## AIM OF THE TASK
Answer these questions using the passage on dementia below.
1. What might dementia sufferers believe "now" is, according to the passage?
2. In the first fragment, what does the mother fear she forgot to do?
3. When the police asked the mother where she was going, what did she reply?

Start of TEXT EXCERPT

Most of us live purposeful, contiguous, continuous lives. We do X in the hope of accomplishing Y. Life may intervene and cause us to reach Z instead, but at that point we can take a decision. Do we strive to get back on track to Y, or accept Z, or plan for something else entirely? The point is, we live in the present, but have at least one eye on the future.
Those with dementia don't enjoy such luxury. Their lives are somehow discontiguous with the real world, somehow not quite involved with objective space and time. They may do X with the intention of achieving Y, but their starting point is not one we would recognise. And tomorrow they will do X again regardless of the consequences they experienced today, because they live constantly in the present.
Practitioners of Eastern mystic religions exhort us to live in the present, to 'be here, now'. To that extent, dementia sufferers might be presumed to have reached Enlightenment. But their present is not our present. They may believe, for instance, that 'now' is fifty years ago, and everything is seen through that lens. So their starting point, their 'X', is not one that 'outsiders' would easily recognise.
And because everything seems to reset each day (I can think of no other way of putting it), they appear not to learn from the experience.
Therefore their lives are fragmented, And when I recall the last years of my mother, who suffered from dementia, it is fragments I remember: disjointed pieces of a jigsaw which are independent yet tell a larger story.
Fragment 1:
My mother and I are enjoying a cup of tea and some cake, when she suddenly looks worried.
"Are you ok, mum?", I ask.
"I can't remember if I locked the shop up."
"Don't worry, I'll check on the way home."
The shop she was referring to was the one she'd sold when she retired, thirty years previously.
Fragment 2:
My mother was spotted by one of her neighbours, striding down the road. The police brought her back to her flat in a sheltered housing complex. When they asked her where she was going, she had replied "Home, to Stoke Newington". That was indeed where she lived – seventy years ago.
The story told by such fragments is one of loss. Each time you see that person, there is something missing, there is somehow a bit less of them. They are disappearing.

End of TEXT EXCERPT
Start of RECORD EXTRACTS

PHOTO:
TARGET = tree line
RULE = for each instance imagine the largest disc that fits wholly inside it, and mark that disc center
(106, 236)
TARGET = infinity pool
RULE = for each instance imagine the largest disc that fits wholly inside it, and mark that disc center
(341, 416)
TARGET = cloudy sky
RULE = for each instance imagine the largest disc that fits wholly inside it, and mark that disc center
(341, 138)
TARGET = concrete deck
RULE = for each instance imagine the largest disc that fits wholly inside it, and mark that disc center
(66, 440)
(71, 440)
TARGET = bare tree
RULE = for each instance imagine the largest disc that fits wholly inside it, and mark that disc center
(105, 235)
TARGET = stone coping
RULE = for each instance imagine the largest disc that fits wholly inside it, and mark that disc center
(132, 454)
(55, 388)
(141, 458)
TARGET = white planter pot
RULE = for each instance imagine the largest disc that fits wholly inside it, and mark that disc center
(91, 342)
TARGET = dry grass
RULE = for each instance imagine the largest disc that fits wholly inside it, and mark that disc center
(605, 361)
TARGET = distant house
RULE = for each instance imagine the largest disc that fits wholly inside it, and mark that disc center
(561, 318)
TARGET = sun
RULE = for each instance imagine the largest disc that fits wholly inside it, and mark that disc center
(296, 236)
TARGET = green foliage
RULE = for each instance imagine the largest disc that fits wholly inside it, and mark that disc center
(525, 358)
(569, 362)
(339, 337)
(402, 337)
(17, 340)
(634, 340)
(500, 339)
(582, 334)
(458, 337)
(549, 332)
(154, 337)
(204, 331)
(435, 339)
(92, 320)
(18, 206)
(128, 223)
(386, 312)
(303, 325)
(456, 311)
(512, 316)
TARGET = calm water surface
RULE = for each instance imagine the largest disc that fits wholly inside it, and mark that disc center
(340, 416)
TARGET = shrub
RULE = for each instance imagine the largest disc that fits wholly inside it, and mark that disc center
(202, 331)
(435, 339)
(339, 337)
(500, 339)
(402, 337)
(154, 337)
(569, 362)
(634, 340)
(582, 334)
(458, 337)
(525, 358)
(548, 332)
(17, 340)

End of RECORD EXTRACTS

## EXERCISE ANSWER
1. Fifty years ago.
2. Lock up the shop.
3. "Home, to Stoke Newington".